## Exercise goal
Using the entries below, output exactly the line containing "white jacket, imagine" and all lines that follow it to the end.

## Excerpted records
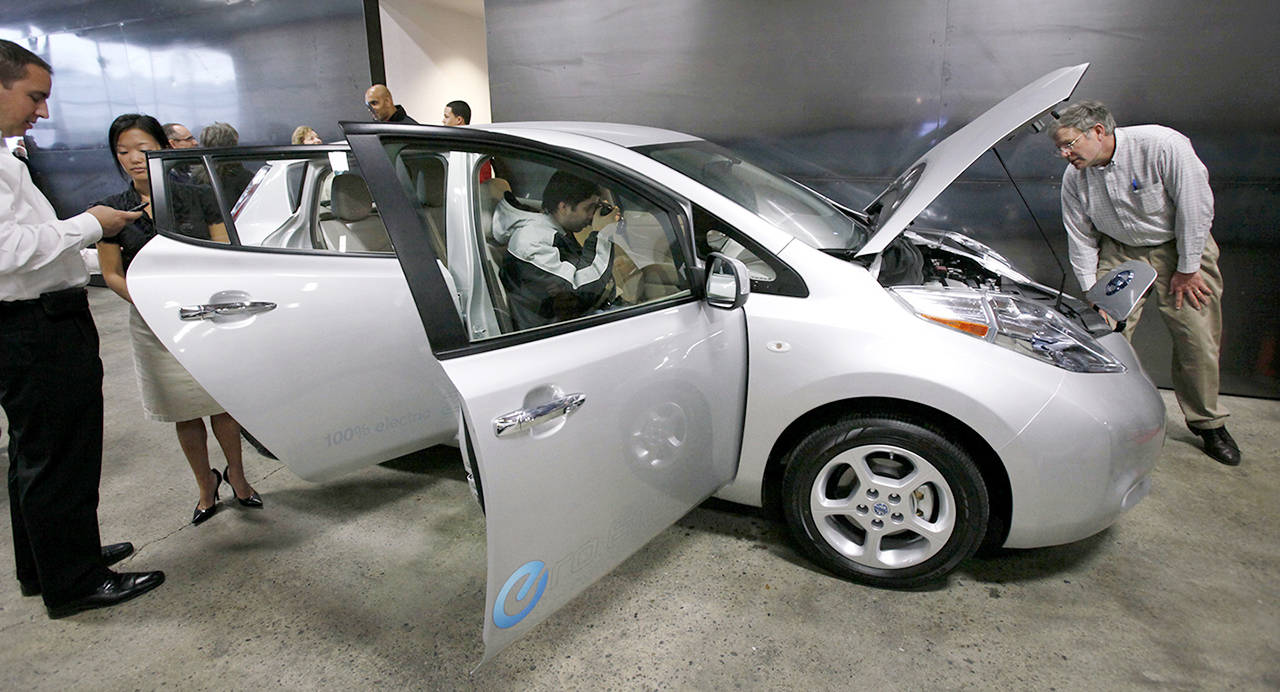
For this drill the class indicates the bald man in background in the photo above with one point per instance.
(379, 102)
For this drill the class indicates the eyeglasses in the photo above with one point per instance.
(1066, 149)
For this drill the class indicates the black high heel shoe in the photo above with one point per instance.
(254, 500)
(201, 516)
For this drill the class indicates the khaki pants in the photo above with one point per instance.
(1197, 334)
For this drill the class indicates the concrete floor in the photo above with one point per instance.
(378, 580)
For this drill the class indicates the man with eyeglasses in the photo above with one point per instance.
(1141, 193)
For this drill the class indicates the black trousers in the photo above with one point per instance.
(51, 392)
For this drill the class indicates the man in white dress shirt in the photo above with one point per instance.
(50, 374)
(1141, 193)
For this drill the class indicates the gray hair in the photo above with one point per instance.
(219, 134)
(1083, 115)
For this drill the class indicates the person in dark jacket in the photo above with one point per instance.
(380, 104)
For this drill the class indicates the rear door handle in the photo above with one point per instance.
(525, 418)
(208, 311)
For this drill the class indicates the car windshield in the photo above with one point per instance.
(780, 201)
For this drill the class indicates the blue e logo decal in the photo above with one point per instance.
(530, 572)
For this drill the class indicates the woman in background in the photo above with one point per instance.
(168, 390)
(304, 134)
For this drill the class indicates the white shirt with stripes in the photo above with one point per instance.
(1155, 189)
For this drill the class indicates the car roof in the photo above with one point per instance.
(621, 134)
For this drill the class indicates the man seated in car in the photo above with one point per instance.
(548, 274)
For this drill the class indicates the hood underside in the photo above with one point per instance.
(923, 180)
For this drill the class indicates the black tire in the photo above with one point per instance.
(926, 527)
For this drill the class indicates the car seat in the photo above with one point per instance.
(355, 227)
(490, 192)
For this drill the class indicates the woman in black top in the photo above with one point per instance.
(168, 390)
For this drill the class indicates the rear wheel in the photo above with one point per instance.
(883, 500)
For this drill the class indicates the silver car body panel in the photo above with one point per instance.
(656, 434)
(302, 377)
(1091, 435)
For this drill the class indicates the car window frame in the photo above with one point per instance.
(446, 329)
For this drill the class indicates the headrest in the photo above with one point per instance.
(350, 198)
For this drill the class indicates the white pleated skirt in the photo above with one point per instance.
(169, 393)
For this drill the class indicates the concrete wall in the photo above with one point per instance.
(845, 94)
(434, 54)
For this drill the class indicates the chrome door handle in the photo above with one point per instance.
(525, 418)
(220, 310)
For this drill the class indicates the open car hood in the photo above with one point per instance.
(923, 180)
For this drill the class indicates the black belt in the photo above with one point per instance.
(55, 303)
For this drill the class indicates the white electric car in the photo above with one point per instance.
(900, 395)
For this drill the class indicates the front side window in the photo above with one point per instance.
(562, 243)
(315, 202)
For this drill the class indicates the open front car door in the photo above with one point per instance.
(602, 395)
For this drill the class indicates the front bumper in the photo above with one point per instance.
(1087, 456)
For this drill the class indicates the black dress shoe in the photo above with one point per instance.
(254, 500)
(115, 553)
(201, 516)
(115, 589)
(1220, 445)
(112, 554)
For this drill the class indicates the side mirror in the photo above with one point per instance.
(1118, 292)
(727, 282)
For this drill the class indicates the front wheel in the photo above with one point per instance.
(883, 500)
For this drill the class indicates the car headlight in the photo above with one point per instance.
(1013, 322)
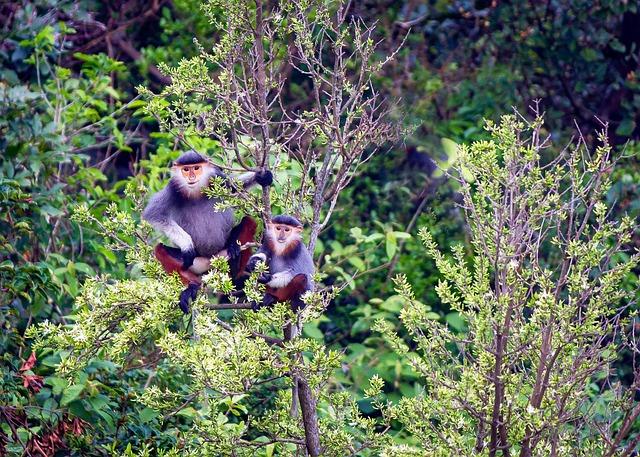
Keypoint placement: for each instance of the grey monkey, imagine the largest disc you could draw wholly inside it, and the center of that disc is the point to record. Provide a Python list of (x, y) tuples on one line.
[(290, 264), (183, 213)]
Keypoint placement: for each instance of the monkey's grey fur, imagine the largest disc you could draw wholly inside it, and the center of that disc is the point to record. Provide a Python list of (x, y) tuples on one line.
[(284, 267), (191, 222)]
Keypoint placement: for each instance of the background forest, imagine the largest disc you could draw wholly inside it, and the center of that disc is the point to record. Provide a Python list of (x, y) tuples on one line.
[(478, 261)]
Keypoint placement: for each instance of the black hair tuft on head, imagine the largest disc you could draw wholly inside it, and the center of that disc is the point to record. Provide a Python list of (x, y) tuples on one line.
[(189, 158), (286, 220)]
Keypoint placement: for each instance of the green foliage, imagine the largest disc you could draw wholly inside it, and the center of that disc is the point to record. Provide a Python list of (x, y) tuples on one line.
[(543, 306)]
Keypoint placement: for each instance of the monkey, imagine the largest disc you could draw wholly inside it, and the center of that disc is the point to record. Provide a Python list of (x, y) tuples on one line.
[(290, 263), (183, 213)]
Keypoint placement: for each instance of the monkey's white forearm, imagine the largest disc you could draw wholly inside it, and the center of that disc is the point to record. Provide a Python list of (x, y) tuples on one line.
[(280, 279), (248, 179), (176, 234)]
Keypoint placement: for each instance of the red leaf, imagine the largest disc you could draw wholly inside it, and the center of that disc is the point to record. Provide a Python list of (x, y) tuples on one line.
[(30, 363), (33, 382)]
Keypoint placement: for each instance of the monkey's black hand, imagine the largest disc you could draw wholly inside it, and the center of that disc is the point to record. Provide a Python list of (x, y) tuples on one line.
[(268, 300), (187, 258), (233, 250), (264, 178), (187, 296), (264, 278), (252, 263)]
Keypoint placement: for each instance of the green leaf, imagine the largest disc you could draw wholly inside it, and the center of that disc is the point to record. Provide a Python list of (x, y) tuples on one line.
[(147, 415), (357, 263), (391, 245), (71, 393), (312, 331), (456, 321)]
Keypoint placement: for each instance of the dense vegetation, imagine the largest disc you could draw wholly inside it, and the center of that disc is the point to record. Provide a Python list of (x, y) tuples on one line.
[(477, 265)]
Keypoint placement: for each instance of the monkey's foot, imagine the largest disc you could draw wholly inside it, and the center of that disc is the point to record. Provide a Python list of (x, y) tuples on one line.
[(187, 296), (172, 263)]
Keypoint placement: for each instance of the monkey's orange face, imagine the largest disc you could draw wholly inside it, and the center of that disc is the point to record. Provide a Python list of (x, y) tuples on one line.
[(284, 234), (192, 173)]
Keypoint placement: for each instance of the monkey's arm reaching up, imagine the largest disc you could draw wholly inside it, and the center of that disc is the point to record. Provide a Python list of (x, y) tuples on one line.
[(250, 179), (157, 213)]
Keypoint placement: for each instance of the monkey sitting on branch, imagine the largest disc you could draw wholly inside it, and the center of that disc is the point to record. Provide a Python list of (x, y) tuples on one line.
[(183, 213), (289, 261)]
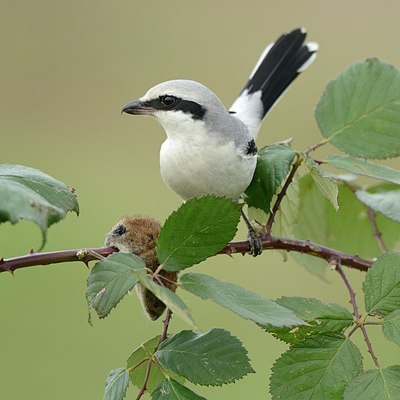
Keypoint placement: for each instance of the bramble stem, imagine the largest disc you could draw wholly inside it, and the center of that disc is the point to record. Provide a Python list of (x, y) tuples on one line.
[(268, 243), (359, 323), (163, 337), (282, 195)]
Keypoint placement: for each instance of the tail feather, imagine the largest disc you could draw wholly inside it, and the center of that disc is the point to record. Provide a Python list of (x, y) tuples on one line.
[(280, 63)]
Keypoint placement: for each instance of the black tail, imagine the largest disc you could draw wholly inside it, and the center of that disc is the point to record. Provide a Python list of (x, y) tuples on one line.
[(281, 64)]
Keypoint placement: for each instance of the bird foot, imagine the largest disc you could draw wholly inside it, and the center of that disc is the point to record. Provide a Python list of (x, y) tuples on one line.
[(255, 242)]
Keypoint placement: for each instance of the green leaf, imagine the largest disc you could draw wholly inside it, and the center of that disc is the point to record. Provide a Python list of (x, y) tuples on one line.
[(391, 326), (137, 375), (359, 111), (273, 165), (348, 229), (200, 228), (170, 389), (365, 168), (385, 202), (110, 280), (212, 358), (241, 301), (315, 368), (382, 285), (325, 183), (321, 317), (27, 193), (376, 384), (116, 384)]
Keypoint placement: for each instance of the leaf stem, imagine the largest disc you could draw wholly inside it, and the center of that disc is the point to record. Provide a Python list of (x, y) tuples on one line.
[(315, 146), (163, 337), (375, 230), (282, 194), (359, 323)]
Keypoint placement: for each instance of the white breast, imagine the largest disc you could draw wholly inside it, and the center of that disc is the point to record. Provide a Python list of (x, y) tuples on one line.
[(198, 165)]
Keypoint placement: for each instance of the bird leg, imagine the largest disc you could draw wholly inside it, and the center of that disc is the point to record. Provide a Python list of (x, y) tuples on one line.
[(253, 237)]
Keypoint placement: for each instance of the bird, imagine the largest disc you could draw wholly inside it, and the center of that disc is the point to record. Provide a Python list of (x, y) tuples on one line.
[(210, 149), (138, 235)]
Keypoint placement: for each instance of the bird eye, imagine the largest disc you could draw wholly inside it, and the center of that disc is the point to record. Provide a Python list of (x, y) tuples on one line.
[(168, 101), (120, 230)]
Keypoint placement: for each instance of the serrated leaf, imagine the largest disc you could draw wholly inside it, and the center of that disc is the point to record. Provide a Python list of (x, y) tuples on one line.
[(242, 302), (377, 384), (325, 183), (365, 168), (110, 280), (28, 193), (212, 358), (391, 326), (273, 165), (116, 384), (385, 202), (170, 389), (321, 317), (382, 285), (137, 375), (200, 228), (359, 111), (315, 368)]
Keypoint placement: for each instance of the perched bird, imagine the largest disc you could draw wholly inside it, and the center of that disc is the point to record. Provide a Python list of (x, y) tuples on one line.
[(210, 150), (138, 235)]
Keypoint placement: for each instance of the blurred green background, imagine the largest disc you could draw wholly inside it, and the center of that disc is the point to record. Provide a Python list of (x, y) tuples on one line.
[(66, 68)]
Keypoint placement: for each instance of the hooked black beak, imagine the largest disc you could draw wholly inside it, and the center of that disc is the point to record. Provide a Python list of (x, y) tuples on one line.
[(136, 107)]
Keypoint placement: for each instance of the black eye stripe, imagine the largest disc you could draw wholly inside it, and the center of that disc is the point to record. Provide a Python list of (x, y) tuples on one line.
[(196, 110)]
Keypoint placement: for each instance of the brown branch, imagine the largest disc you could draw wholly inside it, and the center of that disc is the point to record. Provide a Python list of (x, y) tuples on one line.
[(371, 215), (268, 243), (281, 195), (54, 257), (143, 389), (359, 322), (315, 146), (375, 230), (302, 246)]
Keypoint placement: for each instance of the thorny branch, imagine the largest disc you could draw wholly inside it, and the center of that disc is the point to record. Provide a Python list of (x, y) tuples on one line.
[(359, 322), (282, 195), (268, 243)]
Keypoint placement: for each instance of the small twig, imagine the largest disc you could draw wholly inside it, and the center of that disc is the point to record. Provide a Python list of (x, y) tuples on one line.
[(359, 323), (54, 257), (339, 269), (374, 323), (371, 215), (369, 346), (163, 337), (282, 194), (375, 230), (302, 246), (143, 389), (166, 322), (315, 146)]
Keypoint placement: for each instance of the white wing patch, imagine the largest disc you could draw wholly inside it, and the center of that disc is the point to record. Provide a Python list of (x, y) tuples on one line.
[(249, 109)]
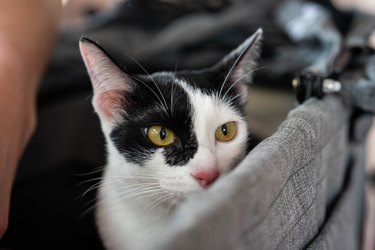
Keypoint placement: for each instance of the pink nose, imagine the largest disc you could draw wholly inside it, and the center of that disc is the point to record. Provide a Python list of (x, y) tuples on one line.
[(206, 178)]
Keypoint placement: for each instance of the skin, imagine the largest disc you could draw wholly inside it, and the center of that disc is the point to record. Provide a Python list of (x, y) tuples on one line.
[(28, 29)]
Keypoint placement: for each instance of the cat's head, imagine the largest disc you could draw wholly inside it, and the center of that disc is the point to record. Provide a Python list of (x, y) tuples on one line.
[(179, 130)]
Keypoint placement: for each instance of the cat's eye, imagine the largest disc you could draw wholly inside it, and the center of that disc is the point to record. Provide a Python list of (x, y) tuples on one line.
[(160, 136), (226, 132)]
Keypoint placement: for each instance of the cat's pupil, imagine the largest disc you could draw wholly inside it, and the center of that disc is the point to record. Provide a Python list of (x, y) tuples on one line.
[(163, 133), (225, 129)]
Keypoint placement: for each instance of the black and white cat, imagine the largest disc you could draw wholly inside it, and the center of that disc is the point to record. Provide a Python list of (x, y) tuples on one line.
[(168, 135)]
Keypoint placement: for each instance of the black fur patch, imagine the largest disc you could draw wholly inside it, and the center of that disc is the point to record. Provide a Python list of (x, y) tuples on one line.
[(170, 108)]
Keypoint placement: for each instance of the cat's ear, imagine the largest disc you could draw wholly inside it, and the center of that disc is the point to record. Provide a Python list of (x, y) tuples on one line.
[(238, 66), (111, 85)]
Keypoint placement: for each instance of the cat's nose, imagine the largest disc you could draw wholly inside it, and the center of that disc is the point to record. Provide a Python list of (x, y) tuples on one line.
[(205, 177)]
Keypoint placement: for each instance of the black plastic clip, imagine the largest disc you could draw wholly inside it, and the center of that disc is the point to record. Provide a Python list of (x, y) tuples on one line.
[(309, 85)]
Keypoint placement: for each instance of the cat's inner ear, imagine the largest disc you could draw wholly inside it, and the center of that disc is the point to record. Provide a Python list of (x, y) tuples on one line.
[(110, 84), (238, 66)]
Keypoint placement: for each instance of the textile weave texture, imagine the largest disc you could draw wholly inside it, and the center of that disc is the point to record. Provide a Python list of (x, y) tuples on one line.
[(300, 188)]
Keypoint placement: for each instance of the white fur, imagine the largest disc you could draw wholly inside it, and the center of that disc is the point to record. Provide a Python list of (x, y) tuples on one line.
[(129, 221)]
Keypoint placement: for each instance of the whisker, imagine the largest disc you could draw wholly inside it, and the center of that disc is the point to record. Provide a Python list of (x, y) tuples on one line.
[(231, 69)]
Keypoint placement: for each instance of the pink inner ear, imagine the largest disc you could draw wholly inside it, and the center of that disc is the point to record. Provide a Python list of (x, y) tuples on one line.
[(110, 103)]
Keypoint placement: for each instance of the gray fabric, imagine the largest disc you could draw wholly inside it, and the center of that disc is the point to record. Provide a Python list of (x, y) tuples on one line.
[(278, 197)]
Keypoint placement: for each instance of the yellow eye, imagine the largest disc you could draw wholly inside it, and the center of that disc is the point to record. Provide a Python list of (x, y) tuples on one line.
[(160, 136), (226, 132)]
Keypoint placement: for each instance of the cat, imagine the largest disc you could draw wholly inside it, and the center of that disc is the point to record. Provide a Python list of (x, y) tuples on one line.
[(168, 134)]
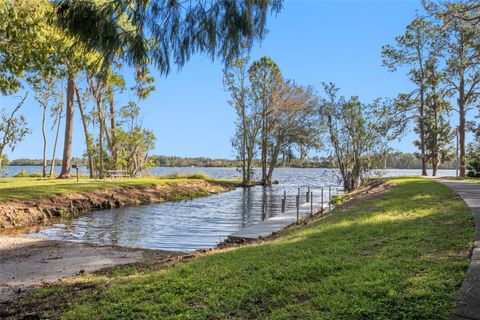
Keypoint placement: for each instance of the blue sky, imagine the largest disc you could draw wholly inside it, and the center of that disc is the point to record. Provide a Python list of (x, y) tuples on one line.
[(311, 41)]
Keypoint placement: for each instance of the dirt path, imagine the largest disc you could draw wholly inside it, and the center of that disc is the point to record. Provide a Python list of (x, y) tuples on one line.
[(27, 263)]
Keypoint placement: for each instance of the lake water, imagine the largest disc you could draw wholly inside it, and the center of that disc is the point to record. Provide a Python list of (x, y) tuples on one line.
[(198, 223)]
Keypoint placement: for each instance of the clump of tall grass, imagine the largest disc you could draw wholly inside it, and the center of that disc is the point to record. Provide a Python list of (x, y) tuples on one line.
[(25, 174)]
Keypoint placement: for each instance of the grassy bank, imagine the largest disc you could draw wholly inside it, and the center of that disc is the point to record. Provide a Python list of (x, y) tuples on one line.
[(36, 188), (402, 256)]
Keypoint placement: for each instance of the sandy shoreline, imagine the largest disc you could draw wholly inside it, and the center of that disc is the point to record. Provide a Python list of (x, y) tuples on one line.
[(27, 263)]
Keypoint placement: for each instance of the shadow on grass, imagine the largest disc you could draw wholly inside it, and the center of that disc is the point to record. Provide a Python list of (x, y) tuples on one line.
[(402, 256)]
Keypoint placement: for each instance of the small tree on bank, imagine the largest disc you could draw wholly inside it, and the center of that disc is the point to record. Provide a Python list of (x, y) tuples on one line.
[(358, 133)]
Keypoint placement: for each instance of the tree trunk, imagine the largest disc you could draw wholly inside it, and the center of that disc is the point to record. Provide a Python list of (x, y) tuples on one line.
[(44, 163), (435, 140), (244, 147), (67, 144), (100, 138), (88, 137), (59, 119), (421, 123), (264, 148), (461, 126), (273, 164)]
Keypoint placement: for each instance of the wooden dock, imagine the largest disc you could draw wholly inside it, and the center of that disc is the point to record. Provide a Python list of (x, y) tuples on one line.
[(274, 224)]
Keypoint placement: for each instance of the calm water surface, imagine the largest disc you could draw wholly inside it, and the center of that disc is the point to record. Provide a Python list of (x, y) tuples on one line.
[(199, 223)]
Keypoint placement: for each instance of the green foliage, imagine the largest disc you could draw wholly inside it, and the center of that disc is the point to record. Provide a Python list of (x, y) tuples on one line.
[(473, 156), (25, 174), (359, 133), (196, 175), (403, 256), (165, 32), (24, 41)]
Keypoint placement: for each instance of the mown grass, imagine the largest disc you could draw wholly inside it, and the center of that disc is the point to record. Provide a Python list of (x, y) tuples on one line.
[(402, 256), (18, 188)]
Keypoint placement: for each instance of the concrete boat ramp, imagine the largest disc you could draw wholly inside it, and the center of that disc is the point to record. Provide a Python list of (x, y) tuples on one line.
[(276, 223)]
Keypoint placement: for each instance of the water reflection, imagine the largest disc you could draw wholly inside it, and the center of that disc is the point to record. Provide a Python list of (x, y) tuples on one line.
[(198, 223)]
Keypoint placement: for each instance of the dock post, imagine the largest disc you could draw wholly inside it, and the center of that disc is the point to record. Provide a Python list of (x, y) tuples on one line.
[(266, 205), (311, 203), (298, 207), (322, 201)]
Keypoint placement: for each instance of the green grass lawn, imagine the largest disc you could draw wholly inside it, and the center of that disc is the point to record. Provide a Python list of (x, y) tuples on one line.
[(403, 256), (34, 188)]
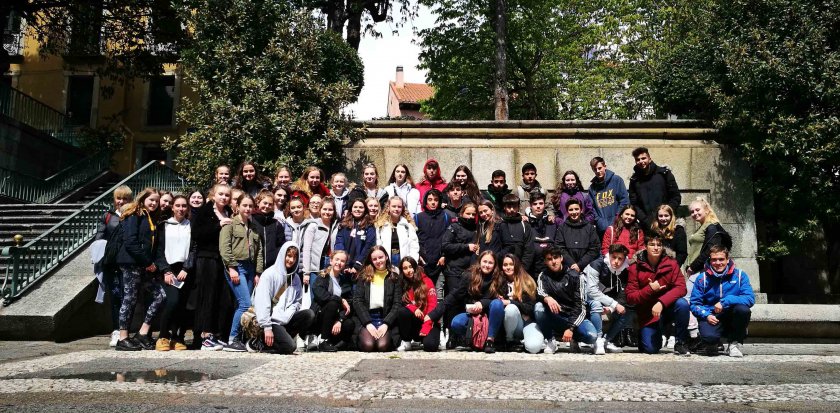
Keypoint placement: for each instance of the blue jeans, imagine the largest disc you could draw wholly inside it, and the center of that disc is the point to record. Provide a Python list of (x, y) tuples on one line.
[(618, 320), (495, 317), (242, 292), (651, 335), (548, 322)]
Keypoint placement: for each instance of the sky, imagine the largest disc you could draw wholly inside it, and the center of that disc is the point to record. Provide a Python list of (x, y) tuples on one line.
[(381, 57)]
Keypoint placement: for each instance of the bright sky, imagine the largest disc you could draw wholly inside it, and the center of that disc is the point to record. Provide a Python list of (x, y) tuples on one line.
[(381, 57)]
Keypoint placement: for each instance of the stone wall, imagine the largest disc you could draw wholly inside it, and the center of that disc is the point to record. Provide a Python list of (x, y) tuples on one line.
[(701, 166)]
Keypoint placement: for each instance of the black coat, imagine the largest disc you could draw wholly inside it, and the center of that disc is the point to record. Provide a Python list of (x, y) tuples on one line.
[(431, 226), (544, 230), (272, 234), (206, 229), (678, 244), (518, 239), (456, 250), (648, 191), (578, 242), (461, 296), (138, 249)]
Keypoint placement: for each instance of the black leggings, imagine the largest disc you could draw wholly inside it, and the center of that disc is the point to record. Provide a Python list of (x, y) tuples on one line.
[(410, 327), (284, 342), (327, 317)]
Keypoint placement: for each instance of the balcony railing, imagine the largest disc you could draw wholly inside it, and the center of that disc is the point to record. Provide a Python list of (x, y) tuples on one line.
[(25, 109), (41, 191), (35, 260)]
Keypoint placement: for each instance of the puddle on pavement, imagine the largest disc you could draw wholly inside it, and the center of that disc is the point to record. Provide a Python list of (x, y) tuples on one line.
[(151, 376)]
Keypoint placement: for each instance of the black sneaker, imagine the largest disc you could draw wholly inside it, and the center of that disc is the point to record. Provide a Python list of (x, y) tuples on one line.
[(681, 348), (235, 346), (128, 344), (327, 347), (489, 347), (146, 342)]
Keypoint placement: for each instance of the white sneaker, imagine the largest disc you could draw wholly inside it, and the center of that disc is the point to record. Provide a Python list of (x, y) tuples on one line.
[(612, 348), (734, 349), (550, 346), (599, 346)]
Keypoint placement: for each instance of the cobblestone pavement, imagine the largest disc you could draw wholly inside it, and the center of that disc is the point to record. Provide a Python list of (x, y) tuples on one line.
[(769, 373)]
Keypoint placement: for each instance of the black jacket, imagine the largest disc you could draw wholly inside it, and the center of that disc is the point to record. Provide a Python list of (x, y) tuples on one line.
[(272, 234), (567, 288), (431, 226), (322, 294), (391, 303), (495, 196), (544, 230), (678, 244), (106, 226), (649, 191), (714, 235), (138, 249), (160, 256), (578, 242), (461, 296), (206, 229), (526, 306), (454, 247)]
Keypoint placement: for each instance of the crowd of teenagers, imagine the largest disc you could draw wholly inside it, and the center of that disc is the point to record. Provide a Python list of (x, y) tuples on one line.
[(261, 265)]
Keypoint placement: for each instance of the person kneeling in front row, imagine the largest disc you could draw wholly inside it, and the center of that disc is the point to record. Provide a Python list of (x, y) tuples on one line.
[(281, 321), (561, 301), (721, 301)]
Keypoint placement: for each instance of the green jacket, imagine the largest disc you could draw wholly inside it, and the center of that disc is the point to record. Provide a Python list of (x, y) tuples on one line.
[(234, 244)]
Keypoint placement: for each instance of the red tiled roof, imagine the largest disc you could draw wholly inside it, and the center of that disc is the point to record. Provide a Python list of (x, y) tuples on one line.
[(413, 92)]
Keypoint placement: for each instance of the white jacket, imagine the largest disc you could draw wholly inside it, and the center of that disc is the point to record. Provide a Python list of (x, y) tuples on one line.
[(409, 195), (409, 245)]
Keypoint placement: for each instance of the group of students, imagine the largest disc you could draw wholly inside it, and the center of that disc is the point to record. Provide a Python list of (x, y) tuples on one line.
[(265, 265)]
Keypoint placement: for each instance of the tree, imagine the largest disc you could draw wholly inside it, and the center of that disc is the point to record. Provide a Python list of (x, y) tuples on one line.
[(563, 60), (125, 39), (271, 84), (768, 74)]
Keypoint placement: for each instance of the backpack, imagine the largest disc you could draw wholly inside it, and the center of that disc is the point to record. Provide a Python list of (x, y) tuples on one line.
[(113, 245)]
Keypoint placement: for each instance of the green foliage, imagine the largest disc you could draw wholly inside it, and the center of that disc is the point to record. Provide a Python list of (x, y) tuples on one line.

## Expected output
Keypoint placement: for each instance of the white jacket, imagine the largest disc you could draw wholly inside it, and the center of that disc is the point to record. Provide a Python list of (x, y) tuples on one line.
[(409, 195), (409, 245)]
Keypoint placement: for each instance of the group of students, imagine the largest disc you could draw wholly inside it, and the center of that disc is the point to record. Provide a Python list of (x, y) tuples on one line.
[(265, 265)]
Keypoint placement: for each instance of the tree, imagine the largest disc you could draw wholly inside it, and the center of that disc is the point to record. Provide a Python list of (x, y) tuples on one line.
[(563, 60), (125, 39), (271, 84), (768, 74)]
Keypoint placement: for each instance of the backpack, imagine the largest disc you could draw wholly inside it, and the center of that disc is the point to record. Provide a Python list of (x, y) tuples on one line.
[(113, 245)]
Keypoint placement: for each instance of the green foliage, imagine the largest disc you could draw wholly inside it, and the center of that disc is the point to record. Provide a Python list of (x, y) tuples on one line.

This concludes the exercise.